- What to do -
Starting at the line that holds "Put a marker on every instance of the red triangle", set down each line through the end of the listing, exactly as written and with nothing added.
======
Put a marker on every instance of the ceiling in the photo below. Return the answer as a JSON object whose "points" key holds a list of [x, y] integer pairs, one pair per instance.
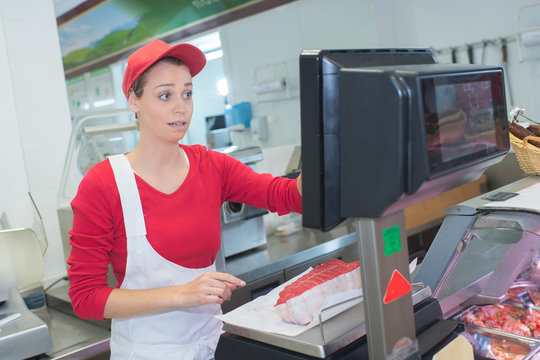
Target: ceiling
{"points": [[63, 6]]}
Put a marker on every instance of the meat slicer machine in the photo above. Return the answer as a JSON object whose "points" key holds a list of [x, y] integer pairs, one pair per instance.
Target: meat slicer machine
{"points": [[23, 334], [370, 148], [242, 226]]}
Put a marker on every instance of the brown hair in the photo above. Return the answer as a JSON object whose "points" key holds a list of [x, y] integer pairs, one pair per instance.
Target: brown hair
{"points": [[138, 84]]}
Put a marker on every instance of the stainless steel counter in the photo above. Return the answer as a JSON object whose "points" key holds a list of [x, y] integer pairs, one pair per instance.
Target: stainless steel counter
{"points": [[74, 338], [283, 252]]}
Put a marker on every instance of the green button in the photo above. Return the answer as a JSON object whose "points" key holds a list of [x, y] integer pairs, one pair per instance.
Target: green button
{"points": [[392, 241]]}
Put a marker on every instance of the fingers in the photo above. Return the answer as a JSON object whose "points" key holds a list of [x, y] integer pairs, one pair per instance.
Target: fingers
{"points": [[217, 287]]}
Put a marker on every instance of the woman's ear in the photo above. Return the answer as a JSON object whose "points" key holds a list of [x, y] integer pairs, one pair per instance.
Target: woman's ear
{"points": [[133, 102]]}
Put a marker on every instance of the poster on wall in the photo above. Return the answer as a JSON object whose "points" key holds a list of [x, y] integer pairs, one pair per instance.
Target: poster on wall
{"points": [[117, 26]]}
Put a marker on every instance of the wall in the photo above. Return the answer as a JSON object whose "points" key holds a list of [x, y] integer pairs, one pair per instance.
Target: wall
{"points": [[35, 118], [442, 24], [274, 40]]}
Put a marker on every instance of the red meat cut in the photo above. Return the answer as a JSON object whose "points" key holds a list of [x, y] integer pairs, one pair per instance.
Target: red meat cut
{"points": [[302, 300]]}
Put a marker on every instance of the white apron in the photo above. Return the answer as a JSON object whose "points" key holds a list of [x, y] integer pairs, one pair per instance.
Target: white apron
{"points": [[188, 333]]}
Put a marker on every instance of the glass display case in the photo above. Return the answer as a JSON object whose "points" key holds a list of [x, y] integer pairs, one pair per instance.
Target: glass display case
{"points": [[484, 269]]}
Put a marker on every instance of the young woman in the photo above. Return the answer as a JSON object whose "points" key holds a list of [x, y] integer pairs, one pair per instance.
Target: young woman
{"points": [[154, 214]]}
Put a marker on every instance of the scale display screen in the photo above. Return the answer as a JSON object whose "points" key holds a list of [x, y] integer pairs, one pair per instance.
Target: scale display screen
{"points": [[464, 119]]}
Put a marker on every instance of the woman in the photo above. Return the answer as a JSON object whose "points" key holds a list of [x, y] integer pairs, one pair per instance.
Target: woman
{"points": [[154, 215]]}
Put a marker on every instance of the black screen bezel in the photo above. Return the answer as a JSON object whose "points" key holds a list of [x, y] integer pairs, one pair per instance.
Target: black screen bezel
{"points": [[436, 165]]}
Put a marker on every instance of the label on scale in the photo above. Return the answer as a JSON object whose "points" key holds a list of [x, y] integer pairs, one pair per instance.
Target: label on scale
{"points": [[391, 240], [397, 287]]}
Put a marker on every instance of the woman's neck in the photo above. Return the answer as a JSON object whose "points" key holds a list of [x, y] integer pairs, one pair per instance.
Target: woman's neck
{"points": [[156, 156]]}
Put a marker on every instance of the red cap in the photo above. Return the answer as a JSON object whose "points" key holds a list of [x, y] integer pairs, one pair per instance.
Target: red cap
{"points": [[147, 55]]}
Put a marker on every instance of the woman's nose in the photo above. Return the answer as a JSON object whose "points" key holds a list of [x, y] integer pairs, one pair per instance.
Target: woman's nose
{"points": [[179, 105]]}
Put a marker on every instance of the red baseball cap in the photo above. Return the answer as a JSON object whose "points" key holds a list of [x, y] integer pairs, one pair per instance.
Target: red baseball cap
{"points": [[148, 54]]}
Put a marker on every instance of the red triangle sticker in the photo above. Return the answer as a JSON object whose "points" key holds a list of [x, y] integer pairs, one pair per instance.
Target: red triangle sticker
{"points": [[397, 287]]}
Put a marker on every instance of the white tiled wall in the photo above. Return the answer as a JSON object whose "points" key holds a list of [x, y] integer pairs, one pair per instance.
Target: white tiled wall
{"points": [[35, 121]]}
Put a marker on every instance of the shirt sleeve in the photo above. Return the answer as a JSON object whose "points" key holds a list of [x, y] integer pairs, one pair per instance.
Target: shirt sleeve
{"points": [[91, 243], [274, 193]]}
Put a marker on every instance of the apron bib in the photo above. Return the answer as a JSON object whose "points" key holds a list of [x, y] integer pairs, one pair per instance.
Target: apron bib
======
- Result of the task -
Put a marker on every instance of the red triangle sticker in the photo above. Return the answer as a JSON object whose "points" key holds a list of [x, y] integer pairs, one pair per instance.
Target: red triangle sticker
{"points": [[397, 287]]}
Put a marker on every instance of the white tiled wall in the photo above. Return the answer as a JSON object whose "points" key holds a list of [x, y] integer pairs, one pair per instance.
Target: white tiled wall
{"points": [[35, 121]]}
Put a marker on every instance of the shirt sleeve in the photo above. Return the answer as a JSON object whose "points" key holds a list of [x, y] integer pairs, one pair per instance.
Target: shirt sleeve
{"points": [[91, 243], [274, 193]]}
Put a marker on every instance of the apron bib in the photo above. Return the answer as a JSON object whose "points" key holds a list of [x, y] integer pairs, one pair per instance.
Target: apron bib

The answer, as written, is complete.